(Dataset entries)
--- START ---
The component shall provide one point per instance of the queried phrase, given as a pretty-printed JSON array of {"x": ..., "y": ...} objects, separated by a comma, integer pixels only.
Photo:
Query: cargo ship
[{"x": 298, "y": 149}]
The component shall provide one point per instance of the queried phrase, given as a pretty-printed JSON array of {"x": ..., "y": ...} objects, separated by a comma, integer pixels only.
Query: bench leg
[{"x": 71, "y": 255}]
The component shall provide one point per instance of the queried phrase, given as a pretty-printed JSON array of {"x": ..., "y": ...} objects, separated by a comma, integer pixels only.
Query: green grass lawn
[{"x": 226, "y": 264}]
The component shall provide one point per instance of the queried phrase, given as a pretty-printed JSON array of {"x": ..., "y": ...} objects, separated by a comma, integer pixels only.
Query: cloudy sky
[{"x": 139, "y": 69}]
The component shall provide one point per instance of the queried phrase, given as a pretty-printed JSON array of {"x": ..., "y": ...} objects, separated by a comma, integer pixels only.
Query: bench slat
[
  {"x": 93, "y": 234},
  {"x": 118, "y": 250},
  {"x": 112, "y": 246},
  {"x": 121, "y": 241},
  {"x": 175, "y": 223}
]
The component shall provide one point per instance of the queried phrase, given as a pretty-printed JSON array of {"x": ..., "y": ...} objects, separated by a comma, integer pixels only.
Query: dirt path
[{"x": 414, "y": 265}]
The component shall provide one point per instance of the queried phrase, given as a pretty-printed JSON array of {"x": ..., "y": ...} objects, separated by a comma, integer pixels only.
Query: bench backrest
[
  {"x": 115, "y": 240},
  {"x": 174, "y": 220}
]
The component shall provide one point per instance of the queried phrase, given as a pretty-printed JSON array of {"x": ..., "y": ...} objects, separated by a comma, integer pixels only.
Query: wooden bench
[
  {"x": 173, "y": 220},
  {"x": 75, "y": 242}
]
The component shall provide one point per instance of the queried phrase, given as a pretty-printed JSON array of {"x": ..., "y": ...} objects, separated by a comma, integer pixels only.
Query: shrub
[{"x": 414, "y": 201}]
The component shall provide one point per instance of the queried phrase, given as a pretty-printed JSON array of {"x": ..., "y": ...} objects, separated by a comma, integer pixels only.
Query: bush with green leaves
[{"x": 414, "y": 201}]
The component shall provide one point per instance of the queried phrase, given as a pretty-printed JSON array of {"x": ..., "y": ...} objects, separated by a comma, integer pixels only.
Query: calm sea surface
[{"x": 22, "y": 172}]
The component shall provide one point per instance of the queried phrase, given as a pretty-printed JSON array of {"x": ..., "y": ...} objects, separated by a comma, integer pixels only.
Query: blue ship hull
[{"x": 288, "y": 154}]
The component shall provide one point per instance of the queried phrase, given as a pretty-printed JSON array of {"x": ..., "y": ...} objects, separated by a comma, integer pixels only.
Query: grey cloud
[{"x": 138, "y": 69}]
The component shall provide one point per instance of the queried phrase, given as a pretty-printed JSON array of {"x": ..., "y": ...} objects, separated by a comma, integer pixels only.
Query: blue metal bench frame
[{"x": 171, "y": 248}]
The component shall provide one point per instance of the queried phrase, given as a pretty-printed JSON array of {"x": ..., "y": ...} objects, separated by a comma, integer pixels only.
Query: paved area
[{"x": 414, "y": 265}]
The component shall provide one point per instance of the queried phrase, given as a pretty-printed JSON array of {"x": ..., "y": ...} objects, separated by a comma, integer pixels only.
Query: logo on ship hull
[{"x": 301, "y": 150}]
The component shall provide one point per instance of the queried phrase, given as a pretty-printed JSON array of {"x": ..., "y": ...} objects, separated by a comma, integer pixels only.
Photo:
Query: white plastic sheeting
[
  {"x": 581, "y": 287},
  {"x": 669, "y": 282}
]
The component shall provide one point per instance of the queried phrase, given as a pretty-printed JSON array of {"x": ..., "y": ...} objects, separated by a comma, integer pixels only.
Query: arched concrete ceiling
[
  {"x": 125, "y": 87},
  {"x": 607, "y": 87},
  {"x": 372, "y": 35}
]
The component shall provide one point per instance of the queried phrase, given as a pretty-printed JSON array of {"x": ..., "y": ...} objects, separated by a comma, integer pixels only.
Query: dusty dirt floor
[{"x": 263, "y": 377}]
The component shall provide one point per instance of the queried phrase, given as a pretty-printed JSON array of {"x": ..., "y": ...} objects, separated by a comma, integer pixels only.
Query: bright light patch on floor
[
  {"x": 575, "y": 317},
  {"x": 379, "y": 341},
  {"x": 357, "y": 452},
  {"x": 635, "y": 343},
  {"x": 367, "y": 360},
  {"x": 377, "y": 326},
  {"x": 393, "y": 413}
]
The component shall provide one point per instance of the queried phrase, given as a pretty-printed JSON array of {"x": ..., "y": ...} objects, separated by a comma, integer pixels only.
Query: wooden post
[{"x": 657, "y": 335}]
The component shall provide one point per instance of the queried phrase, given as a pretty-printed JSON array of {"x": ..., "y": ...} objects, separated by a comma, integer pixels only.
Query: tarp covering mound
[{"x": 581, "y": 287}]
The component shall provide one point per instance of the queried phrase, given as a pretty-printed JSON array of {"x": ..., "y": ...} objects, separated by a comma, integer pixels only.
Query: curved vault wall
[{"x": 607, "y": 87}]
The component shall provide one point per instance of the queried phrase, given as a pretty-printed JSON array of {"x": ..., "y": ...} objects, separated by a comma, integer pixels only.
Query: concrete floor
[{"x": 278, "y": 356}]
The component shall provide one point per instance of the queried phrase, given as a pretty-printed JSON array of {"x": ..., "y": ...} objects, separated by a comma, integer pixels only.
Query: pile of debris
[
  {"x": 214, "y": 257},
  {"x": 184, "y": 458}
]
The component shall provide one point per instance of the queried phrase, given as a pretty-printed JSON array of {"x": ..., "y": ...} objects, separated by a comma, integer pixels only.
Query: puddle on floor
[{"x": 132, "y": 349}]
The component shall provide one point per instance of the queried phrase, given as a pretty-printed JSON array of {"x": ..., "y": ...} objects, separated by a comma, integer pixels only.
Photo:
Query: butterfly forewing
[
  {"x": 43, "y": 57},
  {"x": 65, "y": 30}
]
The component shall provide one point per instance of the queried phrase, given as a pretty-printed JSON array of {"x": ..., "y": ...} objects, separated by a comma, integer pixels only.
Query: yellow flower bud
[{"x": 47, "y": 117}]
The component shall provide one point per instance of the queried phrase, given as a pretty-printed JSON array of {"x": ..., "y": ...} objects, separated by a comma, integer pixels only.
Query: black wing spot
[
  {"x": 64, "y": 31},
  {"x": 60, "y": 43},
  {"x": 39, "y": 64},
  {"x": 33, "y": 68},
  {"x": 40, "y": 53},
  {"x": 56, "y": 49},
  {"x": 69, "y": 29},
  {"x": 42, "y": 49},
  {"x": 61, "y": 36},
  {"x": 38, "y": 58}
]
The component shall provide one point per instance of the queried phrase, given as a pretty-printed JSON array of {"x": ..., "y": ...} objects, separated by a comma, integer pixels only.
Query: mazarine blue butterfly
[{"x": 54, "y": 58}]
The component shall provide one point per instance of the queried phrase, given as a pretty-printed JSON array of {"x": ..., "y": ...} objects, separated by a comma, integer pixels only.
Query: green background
--- END ---
Extract each record, keeping it identical to the original.

> _WRITTEN ANSWER_
The component shall provide one point per instance of the queried phrase, given as a pretty-printed JSON array of {"x": ..., "y": ...} objects, separated by a comma, integer pixels only.
Photo:
Query: cargo ship
[{"x": 298, "y": 149}]
The component shall provide one point per instance of the queried phrase, given as a pretty-printed JSON array of {"x": ..., "y": ...} objects, separated by a comma, integer pixels only.
Query: bench leg
[{"x": 71, "y": 255}]
The component shall provide one point per instance of the queried phrase, given as a pretty-printed JSON array of {"x": ..., "y": ...} objects, separated by a comma, integer pixels only.
Query: green grass lawn
[{"x": 226, "y": 264}]
The component shall provide one point per instance of the queried phrase, given as a pretty-printed JSON array of {"x": ..., "y": ...} objects, separated by a comma, integer pixels only.
Query: cloudy sky
[{"x": 139, "y": 69}]
The component shall provide one point per instance of the queried phrase, given as a pretty-printed JSON array of {"x": ..., "y": ...} objects, separated by a comma, integer pixels only.
Query: bench slat
[
  {"x": 93, "y": 234},
  {"x": 118, "y": 250},
  {"x": 112, "y": 246},
  {"x": 121, "y": 241},
  {"x": 175, "y": 223}
]
The component shall provide one point per instance of the queried phrase, given as a pretty-printed JSON array of {"x": ..., "y": ...} objects, separated by a comma, integer pixels only.
Query: dirt path
[{"x": 414, "y": 265}]
The component shall provide one point per instance of the queried phrase, given as a pretty-printed JSON array of {"x": ..., "y": ...} objects, separated by a comma, integer pixels only.
Query: bench backrest
[
  {"x": 115, "y": 240},
  {"x": 174, "y": 220}
]
The component shall provide one point per instance of the queried phrase, given as a pretty-printed JSON array of {"x": ..., "y": ...} objects, separated by a comma, integer pixels only.
Query: wooden bench
[
  {"x": 173, "y": 220},
  {"x": 75, "y": 242}
]
The component shall provide one point per instance of the queried phrase, given as a pretty-printed JSON array of {"x": ..., "y": ...} objects, separated by a comma, integer pixels only.
Query: shrub
[{"x": 414, "y": 201}]
The component shall provide one point per instance of the queried phrase, given as a pretty-printed JSON array of {"x": ..., "y": ...} objects, separated by a comma, integer pixels only.
Query: bush with green leaves
[{"x": 414, "y": 201}]
The component shall provide one point per instance of the queried phrase, given as a pretty-printed JSON array of {"x": ..., "y": ...} objects, separated by a comma, integer pixels only.
Query: calm sea surface
[{"x": 22, "y": 172}]
The component shall provide one point per instance of the queried phrase, given as a pretty-printed JSON array of {"x": ..., "y": ...} objects, separated by a comma, integer pixels only.
Query: blue ship hull
[{"x": 288, "y": 154}]
The component shall provide one point per instance of the queried phrase, given as a pretty-printed JSON array of {"x": ..., "y": ...} objects, separated by a comma, integer pixels only.
Query: grey cloud
[{"x": 138, "y": 69}]
The component shall provide one point per instance of the queried phrase, given as a pretty-printed JSON array of {"x": ..., "y": ...} objects, separated by a comma, integer pixels only.
Query: blue metal bench frame
[{"x": 171, "y": 248}]
The component shall provide one point per instance of the queried phrase, given as a pretty-printed JSON array of {"x": ..., "y": ...} objects, separated by a comma, integer pixels only.
Query: paved area
[{"x": 414, "y": 265}]
The component shall provide one point per instance of the queried phrase, given as a pretty-printed JSON array of {"x": ..., "y": ...} objects, separated by a comma, integer pixels only.
Query: logo on ship hull
[{"x": 301, "y": 150}]
The component shall provide one point per instance of the queried phrase, given as a pretty-printed JSON array of {"x": ..., "y": ...} objects, separated by a comma, integer pixels only.
Photo:
Query: white plastic sheeting
[
  {"x": 581, "y": 287},
  {"x": 669, "y": 282}
]
The component shall provide one point per instance of the queried phrase, given as a pretty-printed JSON array of {"x": ..., "y": ...} objects, separated by a comma, integer pixels only.
Query: arched concrete ceiling
[
  {"x": 125, "y": 87},
  {"x": 607, "y": 87},
  {"x": 372, "y": 35}
]
The component shall provide one point per instance of the queried phrase, given as a pretty-printed JSON array of {"x": ..., "y": ...} objects, separated by a comma, integer pixels only.
Query: dusty dirt floor
[{"x": 263, "y": 377}]
The component shall provide one point per instance of the queried phrase, given as a pretty-printed JSON array of {"x": ..., "y": ...} objects, separated by a comma, integer pixels only.
Query: bright light patch on floor
[
  {"x": 575, "y": 317},
  {"x": 379, "y": 341},
  {"x": 357, "y": 452},
  {"x": 635, "y": 343},
  {"x": 367, "y": 360},
  {"x": 377, "y": 326},
  {"x": 393, "y": 413}
]
The component shall provide one point per instance of the queried phrase, given as a pretty-printed JSON array of {"x": ..., "y": ...} objects, separated by a comma, integer pixels only.
Query: wooden post
[{"x": 657, "y": 335}]
The component shall provide one point per instance of the queried phrase, given as a pretty-printed JSON array of {"x": ..., "y": ...} objects, separated by a comma, integer pixels only.
Query: tarp covering mound
[{"x": 581, "y": 287}]
The component shall provide one point per instance of the queried phrase, given as a pretty-printed JSON array of {"x": ..., "y": ...} objects, separated by a comma, integer pixels only.
Query: curved vault wall
[{"x": 607, "y": 87}]
The component shall provide one point per instance of the queried phrase, given as a pretty-printed JSON array of {"x": ..., "y": ...} objects, separated by a comma, integer pixels only.
Query: concrete floor
[{"x": 278, "y": 356}]
The component shall provide one point per instance of the queried phrase, given as a pretty-printed JSON array of {"x": ..., "y": ...} objects, separated by a comma, integer pixels only.
Query: pile of debris
[
  {"x": 214, "y": 257},
  {"x": 184, "y": 458}
]
The component shall provide one point per instance of the queried phrase, given as a pretty-printed JSON array of {"x": ..., "y": ...} objects, separated by a comma, integer pixels only.
Query: puddle on floor
[{"x": 132, "y": 349}]
The component shall provide one point per instance of the queried phrase, given as a pretty-printed JSON array of {"x": ..., "y": ...} objects, separated by a comma, integer pixels only.
Photo:
Query: butterfly forewing
[
  {"x": 43, "y": 57},
  {"x": 65, "y": 30}
]
The component shall provide one point per instance of the queried phrase, given as a pretty-printed JSON array of {"x": ..., "y": ...} objects, separated by a comma, integer pixels only.
Query: yellow flower bud
[{"x": 47, "y": 117}]
The component shall provide one point per instance of the queried phrase, given as a pretty-printed JSON array of {"x": ..., "y": ...} objects, separated by a comma, integer pixels only.
Query: black wing spot
[
  {"x": 64, "y": 31},
  {"x": 60, "y": 43},
  {"x": 39, "y": 64},
  {"x": 33, "y": 68},
  {"x": 40, "y": 53},
  {"x": 56, "y": 49},
  {"x": 69, "y": 29},
  {"x": 42, "y": 49},
  {"x": 61, "y": 36},
  {"x": 38, "y": 58}
]
The component shall provide one point per instance of the queried phrase, given as a pretty-printed JSON array of {"x": ..., "y": ...} objects, separated by a comma, integer pixels only.
Query: mazarine blue butterfly
[{"x": 54, "y": 58}]
The component shall provide one point per instance of the queried phrase, given as a pretty-printed JSON array of {"x": ..., "y": ...} objects, separated by a comma, integer pixels only.
Query: green background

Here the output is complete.